■ Short problem
Copy out the part of the data entries below that opens with the line containing "Where can the pedestrian" and closes with the line containing "pixel 104 247", including both of those lines.
[begin Excerpted records]
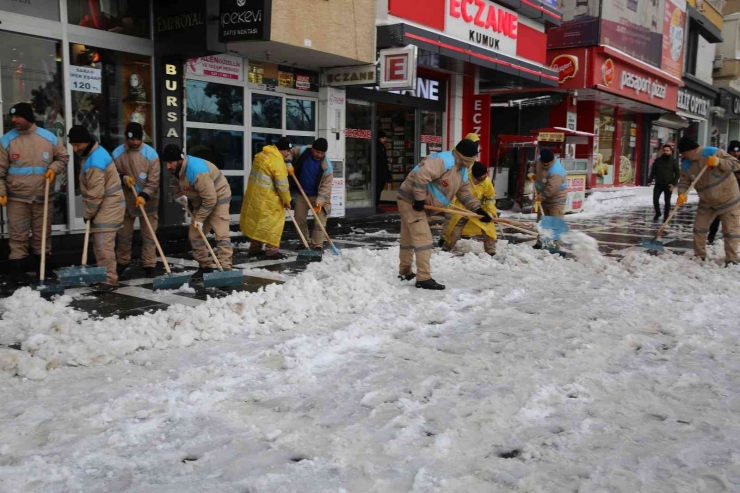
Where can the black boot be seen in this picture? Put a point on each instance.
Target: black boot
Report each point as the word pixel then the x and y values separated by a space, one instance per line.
pixel 429 284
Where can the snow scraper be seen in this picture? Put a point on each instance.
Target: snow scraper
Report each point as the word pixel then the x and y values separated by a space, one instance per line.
pixel 654 244
pixel 169 281
pixel 83 274
pixel 221 278
pixel 333 248
pixel 46 290
pixel 306 255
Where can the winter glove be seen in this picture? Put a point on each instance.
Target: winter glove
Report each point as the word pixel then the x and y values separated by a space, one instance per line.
pixel 486 218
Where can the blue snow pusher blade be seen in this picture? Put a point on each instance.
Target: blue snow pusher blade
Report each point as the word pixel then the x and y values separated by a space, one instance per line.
pixel 554 224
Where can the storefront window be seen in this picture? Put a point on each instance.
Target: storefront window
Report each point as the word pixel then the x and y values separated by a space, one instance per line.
pixel 129 17
pixel 109 90
pixel 31 70
pixel 44 9
pixel 209 102
pixel 223 148
pixel 300 114
pixel 604 152
pixel 359 141
pixel 267 111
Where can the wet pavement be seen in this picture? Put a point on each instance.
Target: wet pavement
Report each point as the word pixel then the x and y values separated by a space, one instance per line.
pixel 616 233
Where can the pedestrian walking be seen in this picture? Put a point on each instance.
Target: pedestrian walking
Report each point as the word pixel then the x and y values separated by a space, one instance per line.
pixel 666 173
pixel 435 181
pixel 201 188
pixel 314 172
pixel 103 202
pixel 138 165
pixel 267 198
pixel 719 195
pixel 29 157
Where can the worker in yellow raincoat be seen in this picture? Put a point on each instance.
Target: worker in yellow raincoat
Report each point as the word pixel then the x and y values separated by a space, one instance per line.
pixel 455 226
pixel 266 200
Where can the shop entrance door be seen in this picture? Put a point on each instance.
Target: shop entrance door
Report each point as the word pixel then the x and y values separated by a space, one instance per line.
pixel 399 124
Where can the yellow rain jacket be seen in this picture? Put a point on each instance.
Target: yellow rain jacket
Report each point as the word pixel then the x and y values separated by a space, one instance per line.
pixel 262 216
pixel 486 194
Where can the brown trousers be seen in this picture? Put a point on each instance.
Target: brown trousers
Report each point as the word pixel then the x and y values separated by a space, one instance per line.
pixel 126 236
pixel 24 217
pixel 218 222
pixel 416 239
pixel 730 231
pixel 489 244
pixel 301 219
pixel 104 247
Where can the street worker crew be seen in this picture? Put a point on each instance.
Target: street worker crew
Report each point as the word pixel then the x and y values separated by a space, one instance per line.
pixel 138 165
pixel 266 200
pixel 457 226
pixel 201 184
pixel 29 156
pixel 103 202
pixel 719 195
pixel 551 186
pixel 435 181
pixel 314 172
pixel 733 150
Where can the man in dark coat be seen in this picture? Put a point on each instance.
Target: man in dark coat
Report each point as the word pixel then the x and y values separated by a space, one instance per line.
pixel 382 172
pixel 665 172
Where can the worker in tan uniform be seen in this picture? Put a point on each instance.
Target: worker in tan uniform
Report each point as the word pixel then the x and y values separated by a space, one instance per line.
pixel 719 195
pixel 551 187
pixel 102 199
pixel 435 181
pixel 201 184
pixel 29 156
pixel 138 165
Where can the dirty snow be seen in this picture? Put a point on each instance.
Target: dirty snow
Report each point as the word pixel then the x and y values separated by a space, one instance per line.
pixel 530 373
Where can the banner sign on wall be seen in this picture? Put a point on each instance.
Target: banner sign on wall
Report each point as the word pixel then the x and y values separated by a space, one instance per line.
pixel 673 30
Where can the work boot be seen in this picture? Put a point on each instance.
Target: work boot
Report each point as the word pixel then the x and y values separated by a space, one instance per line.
pixel 429 284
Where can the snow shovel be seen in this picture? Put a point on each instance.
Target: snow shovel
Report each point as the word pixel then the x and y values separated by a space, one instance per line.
pixel 70 276
pixel 221 278
pixel 306 255
pixel 47 291
pixel 334 249
pixel 653 244
pixel 169 281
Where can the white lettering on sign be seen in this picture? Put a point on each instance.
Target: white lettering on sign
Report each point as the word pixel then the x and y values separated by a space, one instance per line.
pixel 85 79
pixel 484 24
pixel 643 84
pixel 692 103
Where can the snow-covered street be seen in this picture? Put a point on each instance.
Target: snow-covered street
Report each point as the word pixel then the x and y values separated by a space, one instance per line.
pixel 530 373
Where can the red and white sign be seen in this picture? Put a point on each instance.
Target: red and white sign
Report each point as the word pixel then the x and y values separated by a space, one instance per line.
pixel 477 120
pixel 223 66
pixel 398 68
pixel 484 24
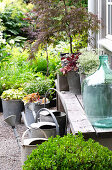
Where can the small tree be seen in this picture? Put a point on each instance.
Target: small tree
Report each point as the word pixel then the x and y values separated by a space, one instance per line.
pixel 54 20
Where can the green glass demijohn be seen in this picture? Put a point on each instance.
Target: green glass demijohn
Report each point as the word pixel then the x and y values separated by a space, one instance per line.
pixel 97 95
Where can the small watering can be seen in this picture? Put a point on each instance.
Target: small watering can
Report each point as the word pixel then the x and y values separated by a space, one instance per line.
pixel 50 128
pixel 29 144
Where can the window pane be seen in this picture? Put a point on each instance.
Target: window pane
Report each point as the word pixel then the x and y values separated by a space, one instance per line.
pixel 108 19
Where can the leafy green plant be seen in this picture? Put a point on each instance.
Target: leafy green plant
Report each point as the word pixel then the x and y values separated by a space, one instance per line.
pixel 13 94
pixel 34 98
pixel 69 152
pixel 88 61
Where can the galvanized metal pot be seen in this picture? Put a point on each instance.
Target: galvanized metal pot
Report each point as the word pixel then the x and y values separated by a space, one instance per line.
pixel 12 107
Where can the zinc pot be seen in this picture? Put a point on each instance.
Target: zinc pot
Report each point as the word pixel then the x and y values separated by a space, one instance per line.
pixel 74 82
pixel 29 108
pixel 12 107
pixel 61 119
pixel 29 144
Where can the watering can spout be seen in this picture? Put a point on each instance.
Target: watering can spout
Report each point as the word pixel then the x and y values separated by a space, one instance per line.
pixel 11 120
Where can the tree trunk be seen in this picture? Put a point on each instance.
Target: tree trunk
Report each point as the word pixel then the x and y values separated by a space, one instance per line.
pixel 47 58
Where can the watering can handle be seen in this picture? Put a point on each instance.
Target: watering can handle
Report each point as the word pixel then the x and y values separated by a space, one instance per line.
pixel 61 98
pixel 57 126
pixel 23 136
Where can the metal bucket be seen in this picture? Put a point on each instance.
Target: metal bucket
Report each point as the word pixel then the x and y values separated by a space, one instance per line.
pixel 29 144
pixel 12 107
pixel 60 116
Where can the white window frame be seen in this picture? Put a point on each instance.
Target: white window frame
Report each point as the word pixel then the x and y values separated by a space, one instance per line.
pixel 108 36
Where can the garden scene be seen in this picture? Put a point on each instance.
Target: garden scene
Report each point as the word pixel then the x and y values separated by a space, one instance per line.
pixel 47 61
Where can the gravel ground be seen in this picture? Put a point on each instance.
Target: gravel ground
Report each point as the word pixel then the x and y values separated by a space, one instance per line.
pixel 10 155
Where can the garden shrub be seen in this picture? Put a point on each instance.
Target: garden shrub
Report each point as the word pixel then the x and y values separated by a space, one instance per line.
pixel 70 152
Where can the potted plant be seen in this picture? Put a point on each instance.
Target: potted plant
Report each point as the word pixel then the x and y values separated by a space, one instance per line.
pixel 70 68
pixel 33 103
pixel 12 103
pixel 88 62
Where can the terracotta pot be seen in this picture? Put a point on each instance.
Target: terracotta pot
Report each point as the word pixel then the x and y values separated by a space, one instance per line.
pixel 13 107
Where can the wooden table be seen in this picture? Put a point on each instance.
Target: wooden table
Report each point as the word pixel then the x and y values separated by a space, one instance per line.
pixel 78 121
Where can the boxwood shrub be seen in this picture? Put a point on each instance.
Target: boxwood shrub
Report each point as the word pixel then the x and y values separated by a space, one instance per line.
pixel 70 152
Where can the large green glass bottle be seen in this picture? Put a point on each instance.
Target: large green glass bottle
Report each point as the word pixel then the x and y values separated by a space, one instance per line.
pixel 97 95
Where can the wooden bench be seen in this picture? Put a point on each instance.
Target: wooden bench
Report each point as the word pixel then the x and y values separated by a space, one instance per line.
pixel 78 121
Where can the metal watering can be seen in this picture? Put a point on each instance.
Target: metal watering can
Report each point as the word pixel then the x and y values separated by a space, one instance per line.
pixel 29 144
pixel 11 120
pixel 61 117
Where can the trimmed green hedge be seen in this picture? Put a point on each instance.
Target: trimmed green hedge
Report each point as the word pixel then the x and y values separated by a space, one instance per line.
pixel 69 153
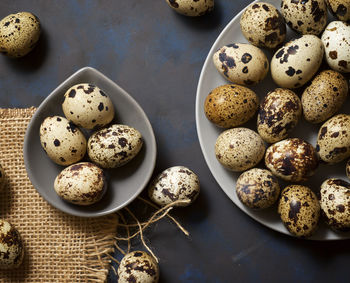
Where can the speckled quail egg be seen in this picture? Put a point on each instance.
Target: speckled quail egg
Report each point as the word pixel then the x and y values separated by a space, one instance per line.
pixel 11 246
pixel 324 97
pixel 299 210
pixel 114 146
pixel 263 25
pixel 335 203
pixel 138 267
pixel 340 9
pixel 278 114
pixel 174 183
pixel 306 17
pixel 191 8
pixel 241 63
pixel 230 105
pixel 19 34
pixel 297 61
pixel 333 140
pixel 81 183
pixel 63 142
pixel 257 188
pixel 87 106
pixel 336 39
pixel 239 149
pixel 292 159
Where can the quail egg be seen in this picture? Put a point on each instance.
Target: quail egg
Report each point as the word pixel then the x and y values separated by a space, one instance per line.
pixel 292 160
pixel 333 140
pixel 175 183
pixel 87 106
pixel 19 34
pixel 324 97
pixel 114 146
pixel 138 267
pixel 335 203
pixel 297 61
pixel 63 142
pixel 278 114
pixel 239 149
pixel 81 183
pixel 241 63
pixel 299 210
pixel 11 246
pixel 257 188
pixel 230 105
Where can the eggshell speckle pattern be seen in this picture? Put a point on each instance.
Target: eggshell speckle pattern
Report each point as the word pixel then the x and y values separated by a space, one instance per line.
[end Excerpted records]
■ Reply to the exercise
Where can the pedestrian walking be seen in this picture? Put a point on each instance.
Target: pedestrian walking
Report each point as the word pixel then the x and y values separated by a space, one instance per line.
pixel 666 173
pixel 435 181
pixel 201 188
pixel 314 172
pixel 103 202
pixel 138 165
pixel 267 198
pixel 719 195
pixel 29 157
Where can the worker in yellow raincoat be seen in this picture? Put a point on each instance.
Target: worker in yellow raincoat
Report each point as the word pixel then the x and y values separated by a space, one instance per line.
pixel 455 226
pixel 266 200
Where can the shop entrance door be seen in this picture? Put a point on each instance.
Target: shop entrance door
Report each point as the word pixel then the x and y values separated by a space, one instance per line.
pixel 399 124
Where can the yellow rain jacket be seen in this picture? Put a point on each instance.
Target: yellow rain jacket
Report each point as the word pixel then the x and y values separated by a space, one instance per line.
pixel 262 216
pixel 486 194
Where can the brown trousers be seen in this picture? Put a point on each instance.
Target: brown trousers
Report each point as the word pixel then the x and y values separated by a space, one instance per line.
pixel 126 236
pixel 24 217
pixel 218 222
pixel 416 239
pixel 730 231
pixel 489 244
pixel 301 219
pixel 104 247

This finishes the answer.